====== Provided passage
The feast of the Ascension of our Lord is part of the Easter mystery. First is the Resurrection in which Jesus conquers death for us and reveals that life for us will never end. What good news this is!
Then there is the Ascension in which Jesus is taken up into heaven to sit at the Father’s right hand. This too is good news.
And finally, Pentecost in which God pours forth his Spirit upon the church and all humankind. Thus, the church was born and has continued to proclaim the good news for 2000 years.
All three experiences are intertwined; they reveal different aspects or facets of the same reality. The scriptures and the Church’s liturgy separate them over 50 days to afford us the opportunity to reflect on each aspect of the Easter mystery.
Let us look at today’s feast—the Ascension.
The beginning of the Acts of the Apostle (first reading), written by the same author as Luke’s gospel, describes the experience. First he talks about the resurrection, that Jesus presented himself alive to the disciples after his crucifixion, and appeared to them during forty days and spoke to them about the kingdom of God.
============
■ Instructions
(A) For each statement about the Ascension text, say yes or no to whether the text agrees with it, and quote the deciding words exactly: (i) the scriptures and the Church's liturgy spread the three experiences over 50 days; (ii) Pentecost is the event in which Jesus is taken up into heaven; (iii) the first reading says Jesus appeared to the disciples during forty days.
(B) Please rewrite the part of the Ascension text that opens with the words "All three experiences" and closes with "today’s feast—the Ascension.", replacing "50 days" with "fifty days".
The material comes from a separate source.
====== Entries
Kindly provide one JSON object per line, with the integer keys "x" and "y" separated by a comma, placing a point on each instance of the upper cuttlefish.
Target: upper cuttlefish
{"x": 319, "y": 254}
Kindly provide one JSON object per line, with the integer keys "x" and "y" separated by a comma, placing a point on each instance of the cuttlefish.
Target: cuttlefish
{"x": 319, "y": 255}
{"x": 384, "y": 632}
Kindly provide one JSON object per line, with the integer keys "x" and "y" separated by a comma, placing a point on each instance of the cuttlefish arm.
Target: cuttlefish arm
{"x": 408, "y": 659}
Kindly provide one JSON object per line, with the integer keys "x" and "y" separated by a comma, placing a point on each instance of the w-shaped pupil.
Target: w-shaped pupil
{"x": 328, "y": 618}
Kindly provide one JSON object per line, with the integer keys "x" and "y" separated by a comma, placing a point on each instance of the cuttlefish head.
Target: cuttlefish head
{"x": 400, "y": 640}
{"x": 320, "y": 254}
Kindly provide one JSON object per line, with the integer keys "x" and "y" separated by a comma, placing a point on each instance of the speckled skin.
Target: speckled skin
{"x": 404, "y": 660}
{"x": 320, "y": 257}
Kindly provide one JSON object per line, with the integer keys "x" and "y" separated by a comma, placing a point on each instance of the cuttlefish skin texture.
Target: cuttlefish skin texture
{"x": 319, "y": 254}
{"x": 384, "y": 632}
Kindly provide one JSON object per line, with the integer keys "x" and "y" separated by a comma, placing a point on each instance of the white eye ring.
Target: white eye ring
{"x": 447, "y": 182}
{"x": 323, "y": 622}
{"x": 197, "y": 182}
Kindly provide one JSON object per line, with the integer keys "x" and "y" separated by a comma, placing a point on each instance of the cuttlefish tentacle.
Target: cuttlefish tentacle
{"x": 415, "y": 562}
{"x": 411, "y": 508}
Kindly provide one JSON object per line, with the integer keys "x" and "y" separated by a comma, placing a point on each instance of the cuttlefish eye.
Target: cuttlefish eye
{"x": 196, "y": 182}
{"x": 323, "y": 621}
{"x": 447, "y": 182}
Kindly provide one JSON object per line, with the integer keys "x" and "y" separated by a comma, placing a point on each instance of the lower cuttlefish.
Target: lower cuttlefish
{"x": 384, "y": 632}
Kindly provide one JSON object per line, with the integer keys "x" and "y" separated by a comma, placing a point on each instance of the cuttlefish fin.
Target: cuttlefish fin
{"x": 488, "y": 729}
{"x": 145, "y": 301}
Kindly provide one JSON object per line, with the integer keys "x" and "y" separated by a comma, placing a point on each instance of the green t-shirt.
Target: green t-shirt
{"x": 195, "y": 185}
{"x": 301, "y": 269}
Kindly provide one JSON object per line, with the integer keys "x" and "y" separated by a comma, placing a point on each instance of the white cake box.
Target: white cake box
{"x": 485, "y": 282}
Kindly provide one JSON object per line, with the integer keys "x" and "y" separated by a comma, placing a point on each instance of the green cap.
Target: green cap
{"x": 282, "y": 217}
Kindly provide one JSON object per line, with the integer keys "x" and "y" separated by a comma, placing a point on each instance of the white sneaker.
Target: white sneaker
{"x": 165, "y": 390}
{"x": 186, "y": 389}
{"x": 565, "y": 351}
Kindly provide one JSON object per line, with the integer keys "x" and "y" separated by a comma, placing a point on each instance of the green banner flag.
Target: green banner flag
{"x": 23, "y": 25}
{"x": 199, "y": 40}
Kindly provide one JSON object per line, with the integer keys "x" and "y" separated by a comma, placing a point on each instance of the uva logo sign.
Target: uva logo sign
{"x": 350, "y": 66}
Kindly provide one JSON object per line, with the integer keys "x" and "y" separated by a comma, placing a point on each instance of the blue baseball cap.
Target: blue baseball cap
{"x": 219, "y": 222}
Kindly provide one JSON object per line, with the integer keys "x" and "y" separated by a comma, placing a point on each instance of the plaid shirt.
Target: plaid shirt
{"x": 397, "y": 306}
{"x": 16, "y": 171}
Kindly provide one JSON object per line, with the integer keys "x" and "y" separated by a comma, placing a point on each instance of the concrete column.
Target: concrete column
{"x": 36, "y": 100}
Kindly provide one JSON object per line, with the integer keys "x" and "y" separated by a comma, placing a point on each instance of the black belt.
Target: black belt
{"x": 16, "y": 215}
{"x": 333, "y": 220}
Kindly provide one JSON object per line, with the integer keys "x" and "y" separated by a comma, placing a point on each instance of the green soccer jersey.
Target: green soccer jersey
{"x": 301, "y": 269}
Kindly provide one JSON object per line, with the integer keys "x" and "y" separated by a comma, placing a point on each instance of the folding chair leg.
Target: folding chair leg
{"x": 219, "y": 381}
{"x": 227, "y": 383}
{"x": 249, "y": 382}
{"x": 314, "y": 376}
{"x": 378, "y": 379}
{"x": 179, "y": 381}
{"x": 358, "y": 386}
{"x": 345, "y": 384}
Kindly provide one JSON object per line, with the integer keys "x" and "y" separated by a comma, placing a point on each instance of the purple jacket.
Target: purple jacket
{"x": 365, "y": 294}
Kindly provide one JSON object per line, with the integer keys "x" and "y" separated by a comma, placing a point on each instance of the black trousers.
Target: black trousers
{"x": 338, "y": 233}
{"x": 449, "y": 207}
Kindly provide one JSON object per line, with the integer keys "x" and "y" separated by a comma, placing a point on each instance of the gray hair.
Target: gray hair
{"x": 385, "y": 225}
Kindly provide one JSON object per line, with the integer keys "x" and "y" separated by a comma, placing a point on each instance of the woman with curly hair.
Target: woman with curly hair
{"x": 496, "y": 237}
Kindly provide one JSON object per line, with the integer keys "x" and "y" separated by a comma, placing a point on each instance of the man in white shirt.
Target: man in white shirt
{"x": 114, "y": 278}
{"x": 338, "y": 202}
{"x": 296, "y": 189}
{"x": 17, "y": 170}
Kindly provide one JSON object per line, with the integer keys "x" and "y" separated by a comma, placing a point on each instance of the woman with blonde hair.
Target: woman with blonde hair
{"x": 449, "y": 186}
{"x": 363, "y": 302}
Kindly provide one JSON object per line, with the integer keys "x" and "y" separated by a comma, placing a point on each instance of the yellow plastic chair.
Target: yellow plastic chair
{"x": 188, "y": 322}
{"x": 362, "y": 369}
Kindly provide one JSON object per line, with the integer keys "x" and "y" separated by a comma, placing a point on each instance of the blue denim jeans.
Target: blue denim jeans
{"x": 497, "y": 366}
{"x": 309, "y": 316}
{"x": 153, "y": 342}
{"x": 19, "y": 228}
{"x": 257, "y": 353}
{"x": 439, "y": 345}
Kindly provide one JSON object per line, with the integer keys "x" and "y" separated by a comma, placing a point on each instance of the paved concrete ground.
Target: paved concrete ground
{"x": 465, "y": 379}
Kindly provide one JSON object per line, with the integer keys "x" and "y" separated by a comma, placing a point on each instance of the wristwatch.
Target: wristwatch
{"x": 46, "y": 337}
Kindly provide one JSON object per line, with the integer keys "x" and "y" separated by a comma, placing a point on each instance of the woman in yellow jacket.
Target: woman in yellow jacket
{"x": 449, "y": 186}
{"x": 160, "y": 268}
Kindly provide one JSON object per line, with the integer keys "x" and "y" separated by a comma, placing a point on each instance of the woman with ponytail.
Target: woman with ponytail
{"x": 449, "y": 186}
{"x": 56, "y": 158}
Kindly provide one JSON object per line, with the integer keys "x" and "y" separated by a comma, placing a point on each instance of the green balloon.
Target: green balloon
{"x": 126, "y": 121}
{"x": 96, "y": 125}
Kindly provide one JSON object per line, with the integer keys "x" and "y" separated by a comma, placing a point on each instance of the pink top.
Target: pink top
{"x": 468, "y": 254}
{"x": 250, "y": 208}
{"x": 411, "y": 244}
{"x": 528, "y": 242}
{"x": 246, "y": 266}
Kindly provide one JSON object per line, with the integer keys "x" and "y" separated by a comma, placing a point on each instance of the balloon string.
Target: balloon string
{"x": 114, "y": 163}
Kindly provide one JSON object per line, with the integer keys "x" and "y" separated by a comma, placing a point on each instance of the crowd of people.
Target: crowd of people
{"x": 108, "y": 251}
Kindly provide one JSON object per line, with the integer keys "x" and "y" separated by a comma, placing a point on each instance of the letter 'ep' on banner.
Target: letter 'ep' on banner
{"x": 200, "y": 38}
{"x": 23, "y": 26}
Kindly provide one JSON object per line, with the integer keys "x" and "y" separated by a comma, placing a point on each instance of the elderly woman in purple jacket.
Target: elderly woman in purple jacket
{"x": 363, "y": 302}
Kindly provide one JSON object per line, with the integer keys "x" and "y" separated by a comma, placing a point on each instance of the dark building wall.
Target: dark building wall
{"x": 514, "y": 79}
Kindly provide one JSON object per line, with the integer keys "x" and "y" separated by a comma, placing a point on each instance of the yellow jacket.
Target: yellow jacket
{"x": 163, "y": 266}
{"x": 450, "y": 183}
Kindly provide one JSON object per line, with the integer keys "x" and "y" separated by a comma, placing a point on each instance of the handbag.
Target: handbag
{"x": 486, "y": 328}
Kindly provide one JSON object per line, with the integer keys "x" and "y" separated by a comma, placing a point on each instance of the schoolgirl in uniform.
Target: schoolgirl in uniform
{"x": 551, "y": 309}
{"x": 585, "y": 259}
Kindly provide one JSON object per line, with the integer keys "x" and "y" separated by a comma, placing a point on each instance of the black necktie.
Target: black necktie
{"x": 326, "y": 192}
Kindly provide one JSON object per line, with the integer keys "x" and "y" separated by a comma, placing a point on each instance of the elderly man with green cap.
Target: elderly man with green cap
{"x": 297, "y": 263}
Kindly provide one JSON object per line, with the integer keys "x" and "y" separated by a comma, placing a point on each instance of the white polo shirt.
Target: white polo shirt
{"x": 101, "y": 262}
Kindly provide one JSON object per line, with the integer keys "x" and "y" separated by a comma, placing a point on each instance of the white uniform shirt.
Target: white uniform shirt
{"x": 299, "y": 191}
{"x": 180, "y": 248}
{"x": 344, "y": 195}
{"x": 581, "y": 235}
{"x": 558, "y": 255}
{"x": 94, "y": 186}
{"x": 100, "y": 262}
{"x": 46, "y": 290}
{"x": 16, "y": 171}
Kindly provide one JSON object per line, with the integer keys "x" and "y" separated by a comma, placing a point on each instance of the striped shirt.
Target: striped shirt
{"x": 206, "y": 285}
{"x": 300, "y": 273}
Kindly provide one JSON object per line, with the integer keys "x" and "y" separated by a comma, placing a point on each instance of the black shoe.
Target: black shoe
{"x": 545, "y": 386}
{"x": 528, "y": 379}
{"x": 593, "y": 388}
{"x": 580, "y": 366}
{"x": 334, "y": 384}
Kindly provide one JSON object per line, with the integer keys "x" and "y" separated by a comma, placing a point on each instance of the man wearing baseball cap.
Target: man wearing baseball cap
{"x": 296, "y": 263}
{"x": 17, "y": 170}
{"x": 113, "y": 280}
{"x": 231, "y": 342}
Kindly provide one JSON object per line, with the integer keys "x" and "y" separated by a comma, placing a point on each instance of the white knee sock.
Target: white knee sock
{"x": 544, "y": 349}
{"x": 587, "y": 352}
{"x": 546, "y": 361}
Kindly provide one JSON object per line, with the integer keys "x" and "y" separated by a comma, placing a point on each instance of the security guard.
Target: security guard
============
■ Answers to the exercise
(A)
(i) Yes: "The scriptures and the Church’s liturgy separate them over 50 days"
(ii) No: "the Ascension in which Jesus is taken up into heaven to sit at the Father’s right hand"
(iii) Yes: "appeared to them during forty days"

(B)
All three experiences are intertwined; they reveal different aspects or facets of the same reality. The scriptures and the Church’s liturgy separate them over fifty days to afford us the opportunity to reflect on each aspect of the Easter mystery.
Let us look at today’s feast—the Ascension.